## Parts of the exercise:
1 > In the Korčula travel text, where do ferries from Split arrive on the island?
2 > Using the Korčula travel text, state whether each statement agrees with it, and quote the words that decide each one: (a) The grk grape produces female flowers only. (b) Korčula is short and wide. (c) The writer recommends visiting the Marco Polo museum.

I’m a complete sucker for beautiful medieval old towns, but this was only half the main reason I made the trip over from Dubrovnik.
The other reason is wine.
There’s a particular indigenous variety of grape called grk which is only grown on Korčula. Fascinatingly, it’s one of the few varieties that produces female flowers only and needs to be planted near to other varieties (usually plavac mali here) for pollination.
Like most Croatian islands, Korčula is long and thin. You can arrive at either end – if you catch a ferry from Split you’ll arrive at Vela Luka on the northern tip. If you ferry over from Dubrovnik, as I did then you’ll disembark at Korčula town. It’s known for resembling a miniature Dubrovnik.
Croatia’s islands are an intensely relaxing experience after the hubbub of Dubrovnik, and Korčula is no exception. Korčula Town gets its fair share of daytrippers who come over from resorts along the Dalmatian coast, but the rest of the island is sleepy and carpeting in dense black pine and vines.
As soon as you step foot off the ferry in Korčula Town – and after you’ve admired the beauty of the walled town with its elegant 17th-century staircase – you’ll notice signs saying ‘welcome to Croatia’s wine island’ and ‘wine tours available’. I feel like this fabulous notion is not marketed enough outside the island.
A wine island = heaven!
But Korčula is actually more famous for two things that have nothing to do with wine: the moreška – the island’s traditional sword dance – and for possibly, maybe, being the birthplace of Marco Polo.
I mistakenly assumed that moreška would be a tatty tourist diversion, but actually it’s pretty cool and definitely worth buying a ticket to watch the evening performance. The music is great and it has total Game of Thrones vibes. If you don’t want to shell out for a ticket there are often a few demos around town during the day.
However, you can skip the Marco Polo museum which a bit tacky (unless you like that kind of thing).

## Entries supplied:
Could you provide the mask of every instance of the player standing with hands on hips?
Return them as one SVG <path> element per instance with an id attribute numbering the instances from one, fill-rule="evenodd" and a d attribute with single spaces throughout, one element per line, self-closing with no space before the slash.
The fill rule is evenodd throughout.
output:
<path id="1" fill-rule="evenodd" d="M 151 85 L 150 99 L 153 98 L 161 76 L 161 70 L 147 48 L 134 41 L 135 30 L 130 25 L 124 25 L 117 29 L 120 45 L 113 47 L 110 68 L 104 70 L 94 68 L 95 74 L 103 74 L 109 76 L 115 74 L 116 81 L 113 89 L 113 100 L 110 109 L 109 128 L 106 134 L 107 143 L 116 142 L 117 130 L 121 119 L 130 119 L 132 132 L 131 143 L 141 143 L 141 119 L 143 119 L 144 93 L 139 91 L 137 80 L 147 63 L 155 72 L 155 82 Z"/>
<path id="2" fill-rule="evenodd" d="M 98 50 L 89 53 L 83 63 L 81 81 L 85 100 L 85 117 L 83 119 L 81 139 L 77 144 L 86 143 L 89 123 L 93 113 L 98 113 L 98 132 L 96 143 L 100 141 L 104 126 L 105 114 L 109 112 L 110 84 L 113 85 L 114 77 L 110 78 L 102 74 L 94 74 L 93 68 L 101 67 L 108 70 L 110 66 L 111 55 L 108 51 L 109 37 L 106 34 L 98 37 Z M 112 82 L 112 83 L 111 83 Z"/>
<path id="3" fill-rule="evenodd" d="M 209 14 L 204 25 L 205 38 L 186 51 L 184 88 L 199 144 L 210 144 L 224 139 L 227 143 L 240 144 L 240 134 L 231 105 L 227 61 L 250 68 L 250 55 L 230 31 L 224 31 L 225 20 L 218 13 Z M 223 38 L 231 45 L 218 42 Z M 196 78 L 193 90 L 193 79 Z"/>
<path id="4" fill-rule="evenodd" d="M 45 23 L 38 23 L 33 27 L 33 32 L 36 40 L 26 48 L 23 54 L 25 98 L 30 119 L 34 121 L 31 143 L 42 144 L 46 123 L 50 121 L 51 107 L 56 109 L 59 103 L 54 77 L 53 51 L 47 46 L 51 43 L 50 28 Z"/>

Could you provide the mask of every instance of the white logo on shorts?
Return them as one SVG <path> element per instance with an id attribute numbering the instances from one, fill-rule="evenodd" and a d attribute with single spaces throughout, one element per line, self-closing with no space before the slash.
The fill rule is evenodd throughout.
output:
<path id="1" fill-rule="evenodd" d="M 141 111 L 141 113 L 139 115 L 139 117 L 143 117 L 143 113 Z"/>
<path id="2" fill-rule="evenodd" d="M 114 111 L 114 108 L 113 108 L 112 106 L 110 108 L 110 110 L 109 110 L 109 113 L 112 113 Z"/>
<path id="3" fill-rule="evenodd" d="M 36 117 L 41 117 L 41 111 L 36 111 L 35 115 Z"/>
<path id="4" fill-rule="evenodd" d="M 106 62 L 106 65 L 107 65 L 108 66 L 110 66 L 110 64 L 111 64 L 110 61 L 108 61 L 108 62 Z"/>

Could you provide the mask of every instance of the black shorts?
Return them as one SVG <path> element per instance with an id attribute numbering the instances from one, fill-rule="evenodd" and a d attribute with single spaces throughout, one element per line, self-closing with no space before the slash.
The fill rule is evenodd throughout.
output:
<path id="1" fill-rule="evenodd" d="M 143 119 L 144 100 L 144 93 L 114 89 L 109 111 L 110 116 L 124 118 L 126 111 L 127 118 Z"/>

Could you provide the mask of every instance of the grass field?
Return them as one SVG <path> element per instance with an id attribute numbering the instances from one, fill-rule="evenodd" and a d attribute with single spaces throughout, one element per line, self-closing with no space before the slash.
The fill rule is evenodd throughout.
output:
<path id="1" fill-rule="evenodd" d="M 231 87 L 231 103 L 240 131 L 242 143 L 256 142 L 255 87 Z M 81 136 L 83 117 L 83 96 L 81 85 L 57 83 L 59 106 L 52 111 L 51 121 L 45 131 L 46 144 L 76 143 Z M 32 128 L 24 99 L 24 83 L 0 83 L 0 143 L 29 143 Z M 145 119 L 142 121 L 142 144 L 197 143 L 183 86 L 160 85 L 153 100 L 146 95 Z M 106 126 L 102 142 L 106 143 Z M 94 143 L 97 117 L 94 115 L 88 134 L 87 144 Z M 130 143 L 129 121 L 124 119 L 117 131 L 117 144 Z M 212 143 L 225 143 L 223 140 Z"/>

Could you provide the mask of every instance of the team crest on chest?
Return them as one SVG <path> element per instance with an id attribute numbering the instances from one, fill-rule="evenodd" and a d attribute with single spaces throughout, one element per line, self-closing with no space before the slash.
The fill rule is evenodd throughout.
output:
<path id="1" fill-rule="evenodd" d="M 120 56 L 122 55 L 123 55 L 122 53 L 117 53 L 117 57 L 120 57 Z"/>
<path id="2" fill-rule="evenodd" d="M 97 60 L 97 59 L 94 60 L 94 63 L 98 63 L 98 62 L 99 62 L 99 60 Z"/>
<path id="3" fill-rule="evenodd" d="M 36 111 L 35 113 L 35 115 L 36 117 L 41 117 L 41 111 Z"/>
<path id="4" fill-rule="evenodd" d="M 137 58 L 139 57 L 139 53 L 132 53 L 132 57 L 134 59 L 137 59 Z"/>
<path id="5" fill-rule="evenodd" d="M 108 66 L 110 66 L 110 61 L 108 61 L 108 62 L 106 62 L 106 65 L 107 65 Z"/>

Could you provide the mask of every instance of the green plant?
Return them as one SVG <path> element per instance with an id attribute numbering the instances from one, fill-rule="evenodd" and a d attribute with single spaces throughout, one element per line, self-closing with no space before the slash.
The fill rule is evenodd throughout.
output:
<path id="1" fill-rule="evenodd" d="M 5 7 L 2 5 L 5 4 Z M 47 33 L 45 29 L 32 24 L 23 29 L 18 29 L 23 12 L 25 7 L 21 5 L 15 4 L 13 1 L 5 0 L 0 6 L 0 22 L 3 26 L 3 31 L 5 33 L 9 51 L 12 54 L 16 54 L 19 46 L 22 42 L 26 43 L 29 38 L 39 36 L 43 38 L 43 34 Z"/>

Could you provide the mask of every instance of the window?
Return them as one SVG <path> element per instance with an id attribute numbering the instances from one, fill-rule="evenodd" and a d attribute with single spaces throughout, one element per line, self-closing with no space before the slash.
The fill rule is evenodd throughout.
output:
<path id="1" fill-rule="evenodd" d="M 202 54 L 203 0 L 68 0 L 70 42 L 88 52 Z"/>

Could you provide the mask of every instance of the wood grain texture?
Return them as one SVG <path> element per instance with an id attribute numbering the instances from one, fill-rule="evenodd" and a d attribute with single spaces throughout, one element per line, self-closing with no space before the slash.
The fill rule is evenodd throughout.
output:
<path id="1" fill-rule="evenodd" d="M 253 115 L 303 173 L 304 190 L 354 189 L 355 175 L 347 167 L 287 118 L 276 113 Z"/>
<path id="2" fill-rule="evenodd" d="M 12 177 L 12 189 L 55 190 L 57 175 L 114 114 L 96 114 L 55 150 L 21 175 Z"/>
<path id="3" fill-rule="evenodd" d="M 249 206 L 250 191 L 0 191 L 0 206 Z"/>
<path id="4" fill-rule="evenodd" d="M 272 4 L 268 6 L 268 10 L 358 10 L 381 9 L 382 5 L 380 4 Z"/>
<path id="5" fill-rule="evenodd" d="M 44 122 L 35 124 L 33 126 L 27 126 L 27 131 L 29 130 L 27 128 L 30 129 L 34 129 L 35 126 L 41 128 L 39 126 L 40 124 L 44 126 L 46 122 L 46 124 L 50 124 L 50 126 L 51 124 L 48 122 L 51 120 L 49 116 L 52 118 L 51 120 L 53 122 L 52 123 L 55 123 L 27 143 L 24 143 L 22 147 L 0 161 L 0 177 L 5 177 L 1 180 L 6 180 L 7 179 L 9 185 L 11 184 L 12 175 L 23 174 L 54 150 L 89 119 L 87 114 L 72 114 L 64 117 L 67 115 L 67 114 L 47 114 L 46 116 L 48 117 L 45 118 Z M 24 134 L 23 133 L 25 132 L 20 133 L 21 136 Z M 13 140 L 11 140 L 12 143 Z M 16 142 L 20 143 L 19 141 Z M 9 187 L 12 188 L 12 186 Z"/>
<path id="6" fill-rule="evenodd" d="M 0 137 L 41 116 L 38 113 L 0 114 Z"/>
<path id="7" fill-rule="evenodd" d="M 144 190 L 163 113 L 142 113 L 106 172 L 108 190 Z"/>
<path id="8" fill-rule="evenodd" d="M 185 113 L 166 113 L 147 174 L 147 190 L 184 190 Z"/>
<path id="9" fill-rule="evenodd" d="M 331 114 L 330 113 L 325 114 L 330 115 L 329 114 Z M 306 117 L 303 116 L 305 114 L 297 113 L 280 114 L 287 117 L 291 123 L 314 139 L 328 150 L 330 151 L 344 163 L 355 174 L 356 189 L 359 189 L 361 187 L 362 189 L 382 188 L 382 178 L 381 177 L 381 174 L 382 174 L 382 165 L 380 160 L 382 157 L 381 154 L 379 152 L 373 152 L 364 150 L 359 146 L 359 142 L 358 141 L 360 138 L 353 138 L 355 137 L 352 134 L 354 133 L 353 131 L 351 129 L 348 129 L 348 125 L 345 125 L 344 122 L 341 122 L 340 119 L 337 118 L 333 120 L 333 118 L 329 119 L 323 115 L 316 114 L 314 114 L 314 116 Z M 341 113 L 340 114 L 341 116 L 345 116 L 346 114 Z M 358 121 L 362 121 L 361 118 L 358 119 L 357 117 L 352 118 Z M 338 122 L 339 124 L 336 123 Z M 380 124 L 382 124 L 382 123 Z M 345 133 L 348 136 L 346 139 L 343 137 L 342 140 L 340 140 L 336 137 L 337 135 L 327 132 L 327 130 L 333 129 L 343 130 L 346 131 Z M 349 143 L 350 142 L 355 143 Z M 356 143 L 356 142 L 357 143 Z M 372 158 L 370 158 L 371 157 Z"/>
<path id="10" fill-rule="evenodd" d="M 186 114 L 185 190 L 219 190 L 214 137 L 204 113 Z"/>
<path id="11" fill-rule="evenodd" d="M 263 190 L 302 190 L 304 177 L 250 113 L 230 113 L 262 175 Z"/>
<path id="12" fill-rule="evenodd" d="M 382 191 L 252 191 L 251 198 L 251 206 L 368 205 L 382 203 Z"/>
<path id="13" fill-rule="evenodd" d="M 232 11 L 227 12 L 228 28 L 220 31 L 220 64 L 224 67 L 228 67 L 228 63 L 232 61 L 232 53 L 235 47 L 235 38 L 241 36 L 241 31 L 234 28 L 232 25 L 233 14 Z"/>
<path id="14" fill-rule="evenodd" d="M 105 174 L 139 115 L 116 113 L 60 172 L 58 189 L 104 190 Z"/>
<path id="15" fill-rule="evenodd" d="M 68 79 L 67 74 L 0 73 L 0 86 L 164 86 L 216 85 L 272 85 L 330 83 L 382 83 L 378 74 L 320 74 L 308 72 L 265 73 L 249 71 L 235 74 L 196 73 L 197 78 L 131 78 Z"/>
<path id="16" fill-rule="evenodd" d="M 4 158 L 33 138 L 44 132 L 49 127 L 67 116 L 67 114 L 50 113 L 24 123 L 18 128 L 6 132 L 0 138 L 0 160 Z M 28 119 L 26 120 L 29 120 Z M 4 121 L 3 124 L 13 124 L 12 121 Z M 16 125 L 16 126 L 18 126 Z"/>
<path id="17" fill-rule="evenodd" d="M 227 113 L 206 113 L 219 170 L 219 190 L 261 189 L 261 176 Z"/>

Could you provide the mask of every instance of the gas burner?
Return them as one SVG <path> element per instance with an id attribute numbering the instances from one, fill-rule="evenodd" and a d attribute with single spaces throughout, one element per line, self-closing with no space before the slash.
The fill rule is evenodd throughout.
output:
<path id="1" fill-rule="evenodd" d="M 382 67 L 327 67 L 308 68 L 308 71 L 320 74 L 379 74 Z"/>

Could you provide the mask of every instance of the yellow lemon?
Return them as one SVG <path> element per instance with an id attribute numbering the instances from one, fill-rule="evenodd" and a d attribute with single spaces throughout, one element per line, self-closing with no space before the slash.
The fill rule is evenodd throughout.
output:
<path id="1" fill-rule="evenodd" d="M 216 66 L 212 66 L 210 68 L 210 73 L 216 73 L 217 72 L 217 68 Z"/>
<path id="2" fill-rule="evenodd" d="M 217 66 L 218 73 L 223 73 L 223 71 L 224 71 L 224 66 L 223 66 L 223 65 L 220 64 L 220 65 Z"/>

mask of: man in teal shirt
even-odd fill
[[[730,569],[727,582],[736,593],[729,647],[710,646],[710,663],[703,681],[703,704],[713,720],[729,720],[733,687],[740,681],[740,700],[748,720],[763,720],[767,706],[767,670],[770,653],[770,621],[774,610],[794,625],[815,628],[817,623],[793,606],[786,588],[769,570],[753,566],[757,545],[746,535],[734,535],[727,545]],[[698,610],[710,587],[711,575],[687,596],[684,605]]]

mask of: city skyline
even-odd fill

## Exercise answers:
1 > At Vela Luka, on the northern tip.

2 >
(a) Yes: "it’s one of the few varieties that produces female flowers only"
(b) No: "Korčula is long and thin"
(c) No: "you can skip the Marco Polo museum"